▶ _REQUIRED TASK 1_:
Reproduce the rows verbatim from the line containing "Pick out every instance of the asphalt" through the last line of the rows, including both of those lines.

* START EXTRACT *

Introducing robots in our every-day life is one of the big visions in robotics. To achieve this goal, we have to capacitate robots to autonomously learn a rich set of complex behaviors. Current machine learning approaches have already produced encouraging results in this regard. For example, state of the art approaches have been used to learn games like `ball-in-the-cup', pan-cake flipping, and throwing darts. However, these tasks are tailored to fit the proposed methods. They are mostly homogeneous, i.e., learning a single type of movement is sufficient to solve the task. Hence, they do not reflect the complexities that are involved in solving real-world tasks. In a real-world environment, an autonomous agent has to acquire a rich set of different behaviors to achieve a variety of goals. The agent has to learn autonomously how to explore its environment and determine which are the important features that need to be considered for making a decision. It has to identify relevant behaviors and needs to determine when to learn new behaviors. Furthermore, it needs to learn what are relevant goals and how to re-use behaviors in order to achieve new goals. Current machine learning approaches are, in the majority of the cases, lacking these types of autonomy. They rely hand-tuned parameters, hard coded goals or are over-engineered to match the specific problem. Moreover, the considered tasks are typically heavily structured by the experimenter. For example, the learning problem is reduced to learning a single movement. Such a reduction avoids many real-world problems, such as the autonomous discovery of relevant skills and autonomous goal discovery. This lack of autonomy is one of the main reasons why current approaches could not be scaled to more complex tasks that better reflect the challenges of real-world environments. Only by solving these real world challenges, we can introduce robots in our every-day life, such as house hold robots or robots for caring of the elderly.

* END EXTRACT *
* START DATA LISTING *

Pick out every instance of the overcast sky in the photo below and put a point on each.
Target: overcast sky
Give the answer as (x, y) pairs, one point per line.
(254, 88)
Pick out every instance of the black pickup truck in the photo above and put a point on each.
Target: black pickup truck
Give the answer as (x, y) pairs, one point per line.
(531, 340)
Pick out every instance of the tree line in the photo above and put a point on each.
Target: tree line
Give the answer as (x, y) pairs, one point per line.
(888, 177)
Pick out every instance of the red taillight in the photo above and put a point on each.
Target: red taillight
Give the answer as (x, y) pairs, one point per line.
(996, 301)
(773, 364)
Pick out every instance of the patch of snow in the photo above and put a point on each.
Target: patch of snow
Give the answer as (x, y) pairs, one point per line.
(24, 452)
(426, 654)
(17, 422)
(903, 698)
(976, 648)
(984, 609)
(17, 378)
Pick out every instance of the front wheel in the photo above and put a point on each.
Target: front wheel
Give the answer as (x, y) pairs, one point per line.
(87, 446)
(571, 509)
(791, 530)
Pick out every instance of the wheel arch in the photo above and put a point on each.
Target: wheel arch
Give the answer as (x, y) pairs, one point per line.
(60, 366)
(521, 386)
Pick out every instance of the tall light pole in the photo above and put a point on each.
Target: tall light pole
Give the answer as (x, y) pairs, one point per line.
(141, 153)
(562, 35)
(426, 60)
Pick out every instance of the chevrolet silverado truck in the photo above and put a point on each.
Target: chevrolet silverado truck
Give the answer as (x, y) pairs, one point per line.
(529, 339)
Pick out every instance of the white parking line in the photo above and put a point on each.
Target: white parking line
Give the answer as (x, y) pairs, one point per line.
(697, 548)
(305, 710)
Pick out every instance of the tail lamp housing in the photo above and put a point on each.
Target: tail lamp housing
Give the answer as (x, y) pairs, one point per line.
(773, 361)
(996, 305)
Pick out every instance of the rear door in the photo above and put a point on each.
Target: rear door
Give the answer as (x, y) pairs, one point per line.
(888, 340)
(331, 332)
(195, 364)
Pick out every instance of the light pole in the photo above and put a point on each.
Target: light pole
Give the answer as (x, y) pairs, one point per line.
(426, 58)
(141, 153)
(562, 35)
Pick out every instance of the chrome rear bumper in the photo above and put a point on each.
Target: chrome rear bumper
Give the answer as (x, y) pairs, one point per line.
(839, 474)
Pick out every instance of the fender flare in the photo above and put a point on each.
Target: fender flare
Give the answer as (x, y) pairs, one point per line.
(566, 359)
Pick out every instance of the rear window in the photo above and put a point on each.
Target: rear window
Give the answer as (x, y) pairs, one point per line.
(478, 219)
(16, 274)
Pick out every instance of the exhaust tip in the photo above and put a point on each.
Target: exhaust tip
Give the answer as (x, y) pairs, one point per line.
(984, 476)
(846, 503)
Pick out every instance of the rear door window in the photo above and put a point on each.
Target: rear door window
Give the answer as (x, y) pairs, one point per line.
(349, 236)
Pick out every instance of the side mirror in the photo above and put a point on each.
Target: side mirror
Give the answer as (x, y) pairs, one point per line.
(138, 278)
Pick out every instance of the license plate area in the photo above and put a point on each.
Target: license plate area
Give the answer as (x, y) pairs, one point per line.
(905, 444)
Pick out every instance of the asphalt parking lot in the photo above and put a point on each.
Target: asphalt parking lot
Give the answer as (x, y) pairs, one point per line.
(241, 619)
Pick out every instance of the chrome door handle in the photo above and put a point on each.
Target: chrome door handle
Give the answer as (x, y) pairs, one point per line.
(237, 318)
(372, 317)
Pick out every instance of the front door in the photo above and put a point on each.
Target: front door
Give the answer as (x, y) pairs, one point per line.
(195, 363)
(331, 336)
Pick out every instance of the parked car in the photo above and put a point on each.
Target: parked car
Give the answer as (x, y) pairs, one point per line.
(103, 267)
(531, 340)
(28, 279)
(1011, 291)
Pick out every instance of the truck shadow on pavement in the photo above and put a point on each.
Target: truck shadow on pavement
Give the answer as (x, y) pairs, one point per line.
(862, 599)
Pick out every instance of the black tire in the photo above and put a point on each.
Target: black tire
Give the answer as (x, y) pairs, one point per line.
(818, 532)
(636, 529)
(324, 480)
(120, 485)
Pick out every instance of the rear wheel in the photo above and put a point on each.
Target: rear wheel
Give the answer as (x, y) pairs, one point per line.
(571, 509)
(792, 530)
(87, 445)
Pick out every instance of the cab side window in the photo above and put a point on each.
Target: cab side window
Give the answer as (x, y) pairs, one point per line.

* END DATA LISTING *

▶ _REQUIRED TASK 2_:
Continue the passage on autonomous robot learning, picking up right after its final sentence.

▶ _RIGHT ANSWER 1_:
Pick out every instance of the asphalt parking lot in the photo above and put a point on each.
Target: asphalt parking lot
Give the answer as (x, y) pairs, one point per line.
(241, 619)
Pick out every instance of the chrome door handle in the photo above and put a point on each.
Target: chrome door handle
Give the answer as (x, y) pairs, one point per line.
(237, 318)
(372, 317)
Pick out every instance of the front door in the photo above and put a point on each.
Target: front door
Give the answer as (x, y) pairs, one point per line.
(195, 363)
(331, 336)
Pick out every instance of the parked car in the photo above and put a point on each.
Target: parked car
Give the answer as (x, y) pairs, one point per line.
(103, 267)
(531, 340)
(28, 279)
(1011, 291)
Pick out every instance of the truck shadow on pavement in the photo above and put a point on each.
Target: truck shadow on pavement
Give the answer as (x, y) pairs, one point per line.
(862, 599)
Pick out every instance of the black tire in the photo above and put a point on each.
Target: black tire
Give the answer as (x, y) pairs, one point per line.
(818, 532)
(636, 529)
(324, 480)
(120, 485)
Pick out every instance of the rear wheel in the photo above and put a point on each.
Target: rear wheel
Give the answer as (x, y) pairs, one point per line.
(571, 509)
(792, 530)
(87, 445)
Pick out every instance of the cab side window in the photo above and put a point on each.
Target: cab side window
Give the answer as (x, y) pairs, one point per line.

▶ _RIGHT ANSWER 2_:
My goal is to advance the state-of-the-art in terms of the autonomy, improve the quality and the generalization of the obtained policies, enhance the data efficiency and increase the flexibility of the used policy representation. In this regard, I believe that an autonomous discovery of the underlying structure of the task is of crucial importance. Most tasks can be decomposed into elemental behaviors that can be combined sequentially or even simultaneously by a modular control policy. Such modular structures allow an efficient transfer of learned skills to new tasks. Moreover, elemental behaviors typically solve a specific sub-goal. In order to exploit such a modular structure of a task, we require a learning system that is inherently hierarchical and can keep learning on several layers of abstraction. On the lower level, the agent needs to learn how to achieve the sub-goals while on the upper level, the agent needs to learn to choose the sub-goals accordingly. Such automatic extraction of the modular task structure will offer the agent more flexibility in comparison to engineered approaches that fix the structure of the sub-goals.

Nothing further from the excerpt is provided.